**Goal of the exercise**
Reproduce the rows below from the line with "man holding stick?" through the final line of the rows, both ends included and the requests kept, and shift every bounding-box coordinate in the answers by adding -58. Give only those lines.

(Collection entries)
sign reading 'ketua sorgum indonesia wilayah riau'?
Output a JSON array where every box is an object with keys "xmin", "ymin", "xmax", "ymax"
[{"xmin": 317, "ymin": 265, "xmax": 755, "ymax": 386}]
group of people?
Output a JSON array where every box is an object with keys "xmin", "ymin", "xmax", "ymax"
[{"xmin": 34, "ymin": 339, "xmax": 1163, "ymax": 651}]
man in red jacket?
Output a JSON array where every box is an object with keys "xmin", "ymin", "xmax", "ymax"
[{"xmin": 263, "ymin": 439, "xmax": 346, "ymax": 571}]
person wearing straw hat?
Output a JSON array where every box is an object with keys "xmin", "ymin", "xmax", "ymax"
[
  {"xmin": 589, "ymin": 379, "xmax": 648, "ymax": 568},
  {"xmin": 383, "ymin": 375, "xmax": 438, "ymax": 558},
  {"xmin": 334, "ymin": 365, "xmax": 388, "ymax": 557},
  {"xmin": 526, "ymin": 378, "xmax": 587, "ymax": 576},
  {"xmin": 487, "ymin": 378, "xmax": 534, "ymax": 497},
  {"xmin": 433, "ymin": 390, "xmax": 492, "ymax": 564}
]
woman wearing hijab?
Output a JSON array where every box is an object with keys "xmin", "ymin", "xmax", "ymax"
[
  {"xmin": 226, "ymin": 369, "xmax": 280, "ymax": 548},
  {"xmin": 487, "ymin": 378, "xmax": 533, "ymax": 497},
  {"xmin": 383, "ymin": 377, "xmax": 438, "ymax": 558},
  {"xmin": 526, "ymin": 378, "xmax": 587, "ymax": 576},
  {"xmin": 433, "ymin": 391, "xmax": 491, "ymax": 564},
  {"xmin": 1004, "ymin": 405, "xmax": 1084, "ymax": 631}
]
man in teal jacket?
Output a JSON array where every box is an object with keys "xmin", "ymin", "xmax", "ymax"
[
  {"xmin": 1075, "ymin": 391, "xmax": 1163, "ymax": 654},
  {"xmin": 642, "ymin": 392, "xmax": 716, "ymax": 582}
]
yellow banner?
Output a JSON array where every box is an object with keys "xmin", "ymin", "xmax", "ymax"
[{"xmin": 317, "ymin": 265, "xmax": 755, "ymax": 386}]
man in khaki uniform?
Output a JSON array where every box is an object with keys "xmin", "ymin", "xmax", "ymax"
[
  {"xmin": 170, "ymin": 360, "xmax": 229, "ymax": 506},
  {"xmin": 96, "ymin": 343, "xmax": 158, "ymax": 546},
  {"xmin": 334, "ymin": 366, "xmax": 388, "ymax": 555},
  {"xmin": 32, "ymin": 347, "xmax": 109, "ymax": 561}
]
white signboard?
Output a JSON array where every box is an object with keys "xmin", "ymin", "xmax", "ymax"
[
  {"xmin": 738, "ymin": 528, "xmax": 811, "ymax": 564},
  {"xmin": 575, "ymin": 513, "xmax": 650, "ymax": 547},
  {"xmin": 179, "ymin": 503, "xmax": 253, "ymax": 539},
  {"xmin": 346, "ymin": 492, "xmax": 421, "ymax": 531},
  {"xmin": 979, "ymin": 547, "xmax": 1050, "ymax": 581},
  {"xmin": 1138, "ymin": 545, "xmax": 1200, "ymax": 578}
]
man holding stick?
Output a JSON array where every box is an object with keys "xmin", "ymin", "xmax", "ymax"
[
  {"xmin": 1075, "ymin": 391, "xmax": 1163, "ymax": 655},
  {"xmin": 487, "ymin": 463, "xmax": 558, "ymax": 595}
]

**Solved exercise**
man holding stick?
Output a JSON array where every box is an object with keys "xmin", "ymin", "xmax", "ymax"
[
  {"xmin": 1017, "ymin": 333, "xmax": 1105, "ymax": 597},
  {"xmin": 429, "ymin": 405, "xmax": 500, "ymax": 537}
]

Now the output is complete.